[Begin PROVIDED RECORDS]

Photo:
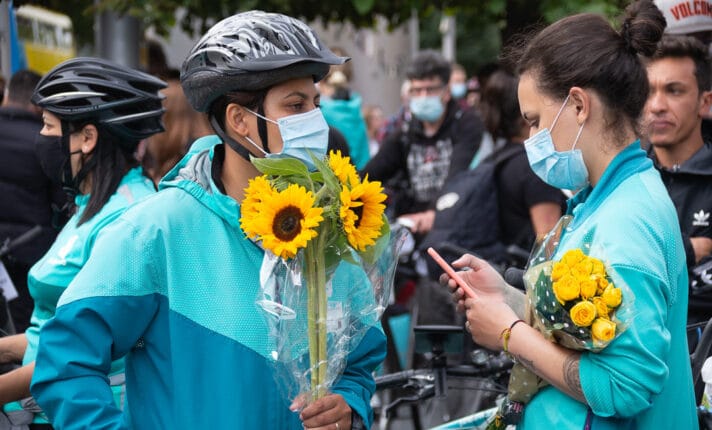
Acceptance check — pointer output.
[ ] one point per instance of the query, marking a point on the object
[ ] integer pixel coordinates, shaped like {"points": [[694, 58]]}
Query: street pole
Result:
{"points": [[5, 66], [447, 29], [117, 38]]}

[End PROVIDED RECORDS]

* **GOAL OF THE EXERCISE**
Return every line of the records above verbatim, leaving out the pictures.

* **RESULT FOR THIS EXERCISE**
Photo:
Acceptance check — pointer output.
[ ] one point per instance of the query, marking a point on the object
[ ] integer pixel coordinates, shaped like {"points": [[694, 58]]}
Query: street pole
Result:
{"points": [[5, 66], [447, 29], [117, 38]]}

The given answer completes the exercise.